** start of Page extract **

These initiatives, mainly effected to deter cyber attacks, are complemented by a disaster recovery system, which comes into play if an attack has effectively occurred, to ensure rapid recovery of enterprise management software resources. Lastly, we must mention the continuous monitoring efforts to ensure compliance, in all aspects of the Group's activities, with the General Data Protection Regulation (GDPR).

In particular, with regard to customer data privacy, Aquafil has established a Processing Register to track the type of data originating from Group/Customer interactions, which data are the object of the protection measures mentioned above. The document is dynamic, and therefore constantly updated; it is revised annually to reflect any changes in business activity.

Information security initiatives involve collaborations between different company departments, particularly the ICT team and the marketing and communications departments. Activities are carried out after receiving approval from the Control, Risks and Sustainability Committee.

3.10. Customer assessment

Customers not meeting reputational, ethical and financial/equity requirements

Aquafil's focus on its value chain also means assessing the presence, or indeed absence, of certain requirements deemed necessary to enter into relationships with the Group. This verification is also applied to customers, so that activities are performed in accordance with certain principles, considered fundamental.

** end of Page extract **
** start of Provided information **

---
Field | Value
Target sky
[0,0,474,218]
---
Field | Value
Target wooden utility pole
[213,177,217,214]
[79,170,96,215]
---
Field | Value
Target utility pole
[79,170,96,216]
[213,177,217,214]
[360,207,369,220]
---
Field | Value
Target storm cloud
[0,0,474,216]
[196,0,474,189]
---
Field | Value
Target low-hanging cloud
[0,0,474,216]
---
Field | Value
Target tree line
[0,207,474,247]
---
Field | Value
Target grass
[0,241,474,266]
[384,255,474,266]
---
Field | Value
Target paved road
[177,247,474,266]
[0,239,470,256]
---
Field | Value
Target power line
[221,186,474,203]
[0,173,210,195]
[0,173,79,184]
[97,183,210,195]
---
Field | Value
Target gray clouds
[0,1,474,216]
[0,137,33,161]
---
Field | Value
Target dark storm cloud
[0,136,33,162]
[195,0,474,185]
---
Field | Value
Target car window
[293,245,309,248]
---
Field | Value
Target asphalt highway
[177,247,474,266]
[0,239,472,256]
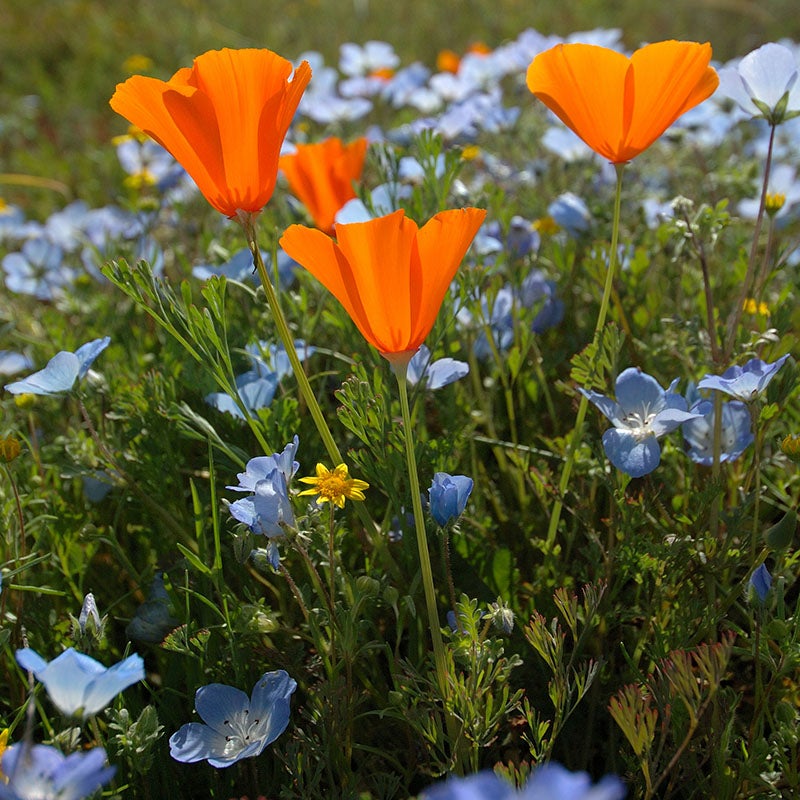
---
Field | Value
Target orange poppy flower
[278,136,367,233]
[280,208,486,365]
[111,48,311,217]
[527,41,719,164]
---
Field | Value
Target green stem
[390,361,450,698]
[245,222,342,466]
[723,125,775,364]
[545,164,625,552]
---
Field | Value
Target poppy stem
[723,124,775,364]
[390,361,450,700]
[245,234,342,464]
[545,162,625,553]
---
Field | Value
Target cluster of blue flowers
[579,355,789,478]
[228,436,300,569]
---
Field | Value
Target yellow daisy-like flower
[0,436,21,462]
[0,728,8,782]
[300,464,369,508]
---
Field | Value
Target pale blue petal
[169,722,234,766]
[612,367,664,413]
[519,763,626,800]
[578,388,625,425]
[406,344,431,386]
[51,747,117,800]
[194,683,250,736]
[425,358,469,391]
[250,669,297,753]
[650,406,703,436]
[83,653,144,717]
[5,350,80,395]
[75,336,111,378]
[738,42,797,109]
[603,428,661,478]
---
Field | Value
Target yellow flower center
[764,192,786,214]
[533,216,561,236]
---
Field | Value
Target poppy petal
[626,41,719,158]
[280,225,378,347]
[527,44,630,161]
[408,208,486,349]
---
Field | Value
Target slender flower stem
[392,362,450,698]
[723,125,775,362]
[545,163,625,552]
[244,221,342,464]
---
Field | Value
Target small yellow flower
[744,297,769,317]
[300,464,369,508]
[0,728,8,781]
[0,436,21,462]
[122,53,153,75]
[764,192,786,214]
[532,216,561,236]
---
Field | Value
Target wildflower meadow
[0,3,800,800]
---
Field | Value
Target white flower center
[622,409,656,439]
[222,709,264,756]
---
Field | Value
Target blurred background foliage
[0,0,800,213]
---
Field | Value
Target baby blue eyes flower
[17,647,144,719]
[169,669,297,768]
[421,763,626,800]
[717,43,800,125]
[747,564,772,603]
[5,336,111,395]
[579,367,702,478]
[681,400,753,467]
[0,744,116,800]
[406,344,469,391]
[428,472,473,527]
[697,353,789,403]
[225,435,300,492]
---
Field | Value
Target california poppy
[527,41,719,164]
[111,48,311,217]
[280,208,486,365]
[278,136,367,233]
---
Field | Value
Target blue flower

** end of Provided information **

### Parts of the exercise
(1) Reproduce the stretch of the Aquafil excerpt from "Customers not meeting" through "principles, considered fundamental.".
(2) According to the Aquafil excerpt, which committee must approve information security activities before they are carried out?
Rely only on the Aquafil excerpt and not on the data.

### Solved problems
(1)
Customers not meeting reputational, ethical and financial/equity requirements

Aquafil's focus on its value chain also means assessing the presence, or indeed absence, of certain requirements deemed necessary to enter into relationships with the Group. This verification is also applied to customers, so that activities are performed in accordance with certain principles, considered fundamental.

(2) The Control, Risks and Sustainability Committee.